Selection:
## start

Most opportunities do not arrive like opportunities.
They show up as friction. As a weird constraint. As a customer complaint that sounds petty. As a boring task that nobody wants. As a rule that everyone follows because, well, everyone follows it.
And that is kind of the point.
A lot of us are trained to look for opportunity in the obvious places. A growing market. A new platform. A trend. A funding wave. But the more interesting stuff often sits in the assumptions we stop noticing. The unspoken rules that quietly shape what we build, what we sell, what we tolerate, what we think we deserve.
The moment you challenge one of those rules, things get… spacious. Like a room you forgot had another door.
This is what I mean by breaking the mold. Not being rebellious for the aesthetic. Not contrarian for attention. Just being willing to say: wait, why is this true?
And then sitting there long enough to find out.
The invisible cage: assumptions you did not consent to
An assumption is basically a shortcut your brain takes to save time.
Which is helpful. Until it becomes a cage.
Some assumptions are personal.
• I am not good at sales.
• I need more credentials first.
• I cannot charge that much.
• I have to be consistent before I can be creative.
Some are cultural.
• Success looks like scale.
• A “real” job means stability and benefits.
• Working hard equals working long.
• Leaders are loud and confident.
And some are industry specific, which is where opportunity loves to hide. • Restaurants need big menus.
• Software needs more features to compete.
• Agencies have to bill by the hour.
• Education has to be slow and expensive to be “legitimate.”
• Healthcare has to be paperwork heavy because “compliance.”
What makes assumptions powerful is that they are rarely stated out loud. They are just… in the water. So you swim in them. You build in them. You plan your life around them.
And then someone comes along and does the same thing but simpler, faster, kinder, cheaper, more premium, more human. And you are like, how are they allowed to do that?
They are not “allowed.” They just did not ask for permission from an assumption. Challenging assumptions is not negative. It is a creative act. There is a weird stigma around questioning the default. People sometimes hear it as criticism.
But most of the time it is actually care.
If you care about a craft, you start noticing where it hurts. If you care about customers, you see what they are forced to accept. If you care about your own life, you notice where you are shrinking to fit a shape you never chose.
Challenging assumptions is basically saying:
• This could be better.
• This could be simpler.
• This could be more honest.
• This could be designed for real humans, not for paperwork, politics, or legacy habits. And that is where opportunity is born.
Not from having a brand new idea. Those are rare. Usually it is from rearranging what already exists. Removing the nonsense. Changing the order. Flipping the pricing. Switching the audience. Cutting the steps in half. Making it feel less humiliating. More empowering. More direct.

## end

Given data:

## start

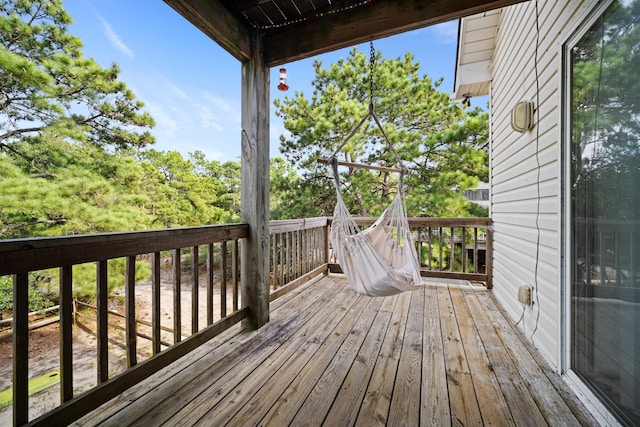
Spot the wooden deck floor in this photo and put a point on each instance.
(445, 355)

## end

What you will do:
1/ Translate this sentence from the essay on challenging assumptions into Spanish: "An assumption is basically a shortcut your brain takes to save time."
2/ Carry on the essay about challenging assumptions from its last sentence, keeping its voice and style.

Expected results:
1/ Una suposición es básicamente un atajo que toma tu cerebro para ahorrar tiempo.

2/
Sometimes the most profitable idea is just making the obvious thing less annoying. The “default script” that keeps businesses bland
Here is a pattern I have noticed. When people are stuck, they often reach for what I call the default script.
• Copy competitors.
• Add more features.
• Lower prices.
• Post more content.
• Expand to more platforms.
• Offer more services.
• Make the brand “more professional.”
It is not that those moves are always wrong. It is that they are rarely strategic. They are reflexive. They assume the game is fixed, and the only way to win is to play harder.
But what if the game itself is the problem?
Some of the best businesses do not win by grinding the same loop. They win by changing the loop.
They question something like:
• Why do we sell this as a subscription?
• Why do we require a call?
• Why do we hide pricing?
• Why do we act like the customer is a beginner when they are not?
• Why do we ship complexity and call it “power”?
When you challenge one assumption, you often unlock a chain reaction. Suddenly product, marketing, operations, and brand all get simpler. Not easy. But clearer.
A quick way to spot assumptions: look for “of course”
If you want a simple trick, listen for the phrase “of course.”
• Of course we need a meeting.
• Of course the proposal takes a week.
• Of course customers will not pay upfront.
• Of course we have to grow on social media.
• Of course we need a manager for that.
• Of course we cannot say no.
That “of course” is usually a soft assumption pretending to be a law of physics.
And laws are where opportunity hides. Because if it is not actually a law, you can build differently.
Three kinds of assumptions worth breaking (because they pay)
Not every assumption is worth fighting. Some are there for good reasons. Gravity, taxes, human attention spans.
But there are a few categories that are consistently worth examining. They tend to create
leverage.
These are about steps, workflows, and approvals.
Like how buying software sometimes still involves demos, procurement, security reviews, and a handshake call. For a $29 tool. It is absurd. And yet normal.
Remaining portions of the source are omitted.